▶ **WHAT YOU HAVE TO DO**:
Copy word for word the lines of the records below, from the line with "If you could place a marker on the aircraft" through the line with "point(232, 121)", including both of those lines.

Position identification records:
##############################
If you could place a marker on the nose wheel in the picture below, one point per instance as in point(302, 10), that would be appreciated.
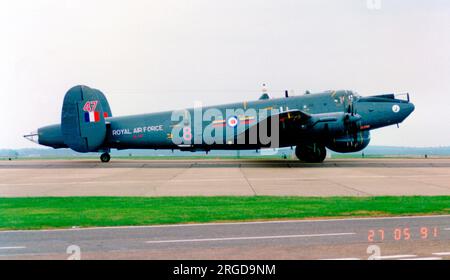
point(105, 157)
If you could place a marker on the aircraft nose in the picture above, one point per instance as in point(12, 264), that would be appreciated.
point(33, 137)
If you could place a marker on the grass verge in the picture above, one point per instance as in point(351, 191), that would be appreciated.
point(66, 212)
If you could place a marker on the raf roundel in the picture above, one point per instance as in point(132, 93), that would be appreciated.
point(395, 108)
point(232, 121)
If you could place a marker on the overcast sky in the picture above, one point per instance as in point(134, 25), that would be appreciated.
point(157, 55)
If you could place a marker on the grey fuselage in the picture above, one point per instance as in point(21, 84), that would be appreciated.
point(155, 130)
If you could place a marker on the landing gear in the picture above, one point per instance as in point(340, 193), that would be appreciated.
point(312, 153)
point(105, 157)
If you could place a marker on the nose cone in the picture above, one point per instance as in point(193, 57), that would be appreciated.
point(33, 137)
point(402, 110)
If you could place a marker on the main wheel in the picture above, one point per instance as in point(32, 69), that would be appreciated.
point(313, 153)
point(105, 157)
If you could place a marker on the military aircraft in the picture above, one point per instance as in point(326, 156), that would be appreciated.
point(338, 120)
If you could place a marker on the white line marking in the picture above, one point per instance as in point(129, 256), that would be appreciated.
point(248, 238)
point(395, 257)
point(342, 259)
point(442, 254)
point(13, 248)
point(422, 259)
point(236, 223)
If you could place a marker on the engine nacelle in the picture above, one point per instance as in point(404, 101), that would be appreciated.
point(350, 143)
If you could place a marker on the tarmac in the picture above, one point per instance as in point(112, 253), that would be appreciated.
point(334, 177)
point(411, 238)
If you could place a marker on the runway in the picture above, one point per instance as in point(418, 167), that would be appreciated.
point(335, 177)
point(372, 238)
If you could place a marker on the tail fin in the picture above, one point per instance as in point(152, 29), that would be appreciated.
point(83, 117)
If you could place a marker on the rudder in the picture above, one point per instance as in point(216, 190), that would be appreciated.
point(83, 117)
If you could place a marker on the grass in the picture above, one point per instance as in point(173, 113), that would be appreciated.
point(59, 212)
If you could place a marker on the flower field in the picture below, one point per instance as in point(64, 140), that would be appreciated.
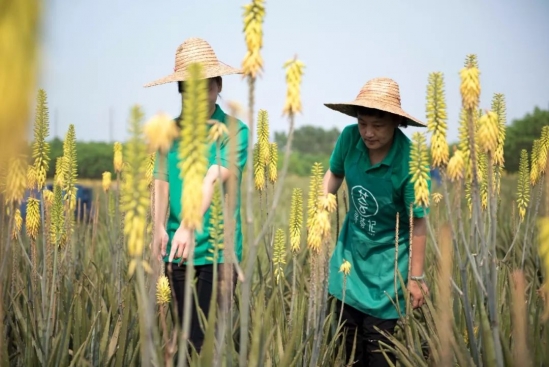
point(85, 291)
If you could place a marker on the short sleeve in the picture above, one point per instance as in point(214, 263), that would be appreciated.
point(160, 171)
point(409, 197)
point(223, 156)
point(337, 159)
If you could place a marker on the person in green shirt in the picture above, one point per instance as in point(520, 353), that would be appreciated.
point(372, 156)
point(171, 238)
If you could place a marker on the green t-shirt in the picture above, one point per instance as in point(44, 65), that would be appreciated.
point(170, 172)
point(368, 235)
point(347, 152)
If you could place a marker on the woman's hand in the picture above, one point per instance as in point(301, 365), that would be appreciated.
point(160, 242)
point(417, 291)
point(180, 244)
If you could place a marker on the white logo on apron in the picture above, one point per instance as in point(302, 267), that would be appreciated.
point(365, 206)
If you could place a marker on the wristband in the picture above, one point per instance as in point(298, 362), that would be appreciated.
point(418, 278)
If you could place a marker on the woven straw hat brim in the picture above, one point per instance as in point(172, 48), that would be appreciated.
point(350, 109)
point(208, 72)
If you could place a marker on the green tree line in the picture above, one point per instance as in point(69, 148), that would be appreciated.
point(310, 144)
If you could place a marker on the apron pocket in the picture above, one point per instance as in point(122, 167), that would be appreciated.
point(372, 258)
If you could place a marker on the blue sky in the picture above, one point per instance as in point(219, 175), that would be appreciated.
point(98, 54)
##############################
▶ **FINAL RESULT**:
If you could place a marker on the aircraft nose in the picture above, one point per instance as in point(12, 264), that would be appreciated.
point(33, 137)
If you could place a marker on the grass verge in the picture above, one point per instance as in point(351, 191), that would be appreciated.
point(66, 212)
If you could place a marker on the raf roundel in the picture above, one point per instance as in point(132, 93), that would be appreciated.
point(395, 108)
point(232, 121)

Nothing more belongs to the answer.